When in Rome, do as the Romans do.

                                    PROVERB



日本にも同様の意味を示す格言で、「 郷に入れば、郷に従え 」 がある。

異国の環境で順応するには、その土地の風俗や習慣に従うべきだろう。


類似する欧米の格言で、「 どんな国にも、それぞれの法 ( 流儀 ) がある = Every country has its laws [ fashion ] 」 も、各地で広く使われている。

それは、国際社会の 「 ルール 」 であり、「 マナー 」 でもあるだろう。

どうしても、それが不服で、従えないというのなら、その土地で暮らすことを諦め、自分に合った土地へ移り住むほうが望ましい。

国や地域の成り立ちというものは、そこにある文化や風俗、習慣や法律といったすべてを含めたものであり、けして、それ抜きでは語れない。

たとえば、「 アメリカは好きですか? 」 と尋ねられ、「 ええ、アメリカ人さえ居なかったら素敵な場所ですね 」 などと答えるわけにはいかないのだ。

---

## 課題の要件
上の本文から、「異国の環境で順応するには、その土地の風俗や習慣に従うべきだろう。」から「マナー 」 でもあるだろう。」までをすべて、一字一句変えずに抜き出して返してください。

## データ抜粋
---

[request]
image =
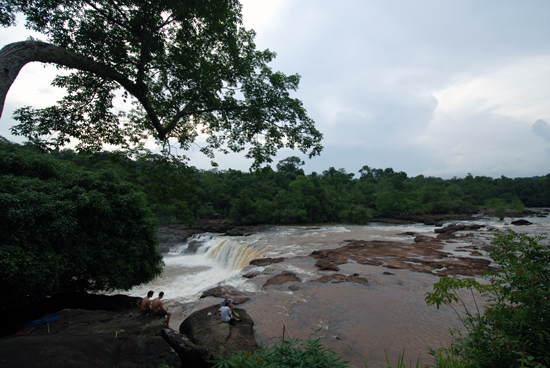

---

## この課題の解答
異国の環境で順応するには、その土地の風俗や習慣に従うべきだろう。


類似する欧米の格言で、「 どんな国にも、それぞれの法 ( 流儀 ) がある = Every country has its laws [ fashion ] 」 も、各地で広く使われている。

それは、国際社会の 「 ルール 」 であり、「 マナー 」 でもあるだろう。